Return the records verbatim.

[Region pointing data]
□ □ □

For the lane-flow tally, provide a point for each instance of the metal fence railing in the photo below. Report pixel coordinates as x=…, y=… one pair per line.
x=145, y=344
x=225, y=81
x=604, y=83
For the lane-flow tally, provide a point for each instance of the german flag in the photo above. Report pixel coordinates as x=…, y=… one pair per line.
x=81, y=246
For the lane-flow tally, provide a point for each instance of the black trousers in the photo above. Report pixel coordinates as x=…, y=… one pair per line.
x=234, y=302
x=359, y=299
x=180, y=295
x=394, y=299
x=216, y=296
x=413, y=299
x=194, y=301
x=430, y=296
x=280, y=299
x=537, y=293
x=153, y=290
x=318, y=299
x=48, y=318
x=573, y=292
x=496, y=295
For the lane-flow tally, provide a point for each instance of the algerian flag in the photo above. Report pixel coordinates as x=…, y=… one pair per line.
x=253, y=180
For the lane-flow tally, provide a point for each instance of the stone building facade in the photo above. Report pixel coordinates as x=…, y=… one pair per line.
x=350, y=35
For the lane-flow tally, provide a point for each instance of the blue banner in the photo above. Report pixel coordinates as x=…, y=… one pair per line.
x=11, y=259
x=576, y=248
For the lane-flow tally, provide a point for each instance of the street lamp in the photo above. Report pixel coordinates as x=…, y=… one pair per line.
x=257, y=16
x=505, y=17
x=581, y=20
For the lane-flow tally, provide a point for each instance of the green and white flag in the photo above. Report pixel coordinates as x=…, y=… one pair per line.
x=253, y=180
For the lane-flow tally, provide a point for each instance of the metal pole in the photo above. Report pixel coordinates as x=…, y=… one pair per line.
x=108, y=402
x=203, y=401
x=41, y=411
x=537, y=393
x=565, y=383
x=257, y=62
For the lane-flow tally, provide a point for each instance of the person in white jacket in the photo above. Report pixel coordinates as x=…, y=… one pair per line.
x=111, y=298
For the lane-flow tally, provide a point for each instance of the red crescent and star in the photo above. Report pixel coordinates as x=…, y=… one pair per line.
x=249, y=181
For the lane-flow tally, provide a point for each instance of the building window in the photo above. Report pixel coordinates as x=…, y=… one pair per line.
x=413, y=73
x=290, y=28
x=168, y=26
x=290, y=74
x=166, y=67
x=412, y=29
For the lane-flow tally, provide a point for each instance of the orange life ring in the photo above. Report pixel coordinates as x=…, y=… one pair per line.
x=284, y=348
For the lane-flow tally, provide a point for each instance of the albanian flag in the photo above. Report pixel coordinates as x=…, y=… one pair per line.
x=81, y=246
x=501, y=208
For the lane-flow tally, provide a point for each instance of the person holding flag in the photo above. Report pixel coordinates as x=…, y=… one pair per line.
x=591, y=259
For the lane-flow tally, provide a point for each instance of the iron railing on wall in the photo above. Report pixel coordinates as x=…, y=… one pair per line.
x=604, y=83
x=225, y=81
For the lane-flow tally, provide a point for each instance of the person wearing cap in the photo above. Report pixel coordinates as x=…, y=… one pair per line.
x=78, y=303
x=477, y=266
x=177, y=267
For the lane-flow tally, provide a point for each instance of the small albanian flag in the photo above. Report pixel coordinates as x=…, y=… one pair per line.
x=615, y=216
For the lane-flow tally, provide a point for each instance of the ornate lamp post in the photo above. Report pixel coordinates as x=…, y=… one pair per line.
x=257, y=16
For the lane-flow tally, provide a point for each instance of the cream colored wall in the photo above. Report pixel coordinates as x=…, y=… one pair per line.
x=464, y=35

□ □ □

» **Exercise output**
For the lane-flow tally, provide a point for each instance of the metal fence railing in the photo below. Report pixel coordinates as x=…, y=… one pair per line.
x=145, y=344
x=225, y=81
x=604, y=83
For the lane-flow tally, provide a point for each instance of the german flag in the photo above. Report pixel coordinates as x=…, y=… one pair per line.
x=81, y=246
For the lane-flow tally, provide a point for each instance of the black trousers in the photo above. Report pixel coordinates as x=…, y=… one pair per line.
x=234, y=302
x=359, y=299
x=180, y=295
x=394, y=299
x=216, y=296
x=413, y=299
x=194, y=301
x=430, y=296
x=280, y=299
x=537, y=293
x=153, y=290
x=318, y=299
x=48, y=318
x=573, y=292
x=496, y=295
For the lane-flow tally, provide a point for each instance of the algerian flag in the photo above. Report pixel coordinates as x=…, y=… one pair per line.
x=253, y=180
For the lane-flow tally, provide a point for each instance of the stone building facade in the photo above. Report pixel coordinates as x=…, y=… one pair per line.
x=350, y=35
For the lane-flow tally, provide a point for each instance of the blue banner in the photo above. Report pixel coordinates as x=…, y=… one pair per line.
x=11, y=259
x=576, y=248
For the lane-flow tally, provide a point for each instance of the street lamp in the photo above. Report pixel coordinates as x=…, y=… one pair per line.
x=257, y=16
x=505, y=17
x=581, y=20
For the lane-flow tally, provide a point for each instance of the green and white flag in the photo above. Report pixel coordinates as x=…, y=… one pair per line.
x=253, y=180
For the lane-flow tally, provide a point for each instance of the metal pole in the photo above. Report pixel coordinates as x=…, y=… one pair per line.
x=108, y=402
x=203, y=401
x=41, y=411
x=537, y=393
x=565, y=383
x=257, y=62
For the lane-flow tally, provide a point for each instance of the person in white jacket in the photo above. Report pixel coordinates as x=…, y=… one pair per line.
x=111, y=298
For the lane-flow tally, provide a point for each instance of the red crescent and star in the photo above. Report pixel coordinates as x=…, y=… one pair per line.
x=249, y=181
For the lane-flow tally, provide a point for each instance of the building window in the photo above. Report pixel coordinates as x=…, y=… one pair per line.
x=413, y=73
x=290, y=28
x=168, y=26
x=290, y=74
x=166, y=67
x=412, y=29
For the lane-flow tally, provide a point for each instance of the orange life ring in the photo above. Report pixel coordinates as x=…, y=… one pair per line.
x=284, y=348
For the lane-flow tally, provide a point for each instance of the albanian flag in the photo above. Report pixel coordinates as x=…, y=… one pair per line.
x=81, y=246
x=501, y=208
For the lane-flow tally, provide a point for each instance of the person holding flag in the photo above. Report pixel coordinates as x=…, y=… one pair per line.
x=591, y=259
For the lane-flow tally, provide a point for each instance of the iron railing on wall in the photo above. Report pixel coordinates as x=…, y=… one pair per line.
x=604, y=83
x=225, y=81
For the lane-flow tally, provide a point for each instance of the person wearing cap in the photo above. Report pixel coordinates as x=…, y=… one pair per line.
x=78, y=303
x=477, y=266
x=177, y=267
For the lane-flow tally, provide a point for each instance of the small albanian flag in the photo above. Report pixel coordinates as x=…, y=… one pair per line.
x=615, y=216
For the lane-flow tally, provide a point for each instance of the ornate lamp post in the photo above. Report pixel coordinates as x=…, y=… one pair per line.
x=257, y=16
For the lane-flow tally, provide a point for each instance of the cream colored wall in the photo above. Report pixel coordinates as x=…, y=… one pair per line.
x=464, y=35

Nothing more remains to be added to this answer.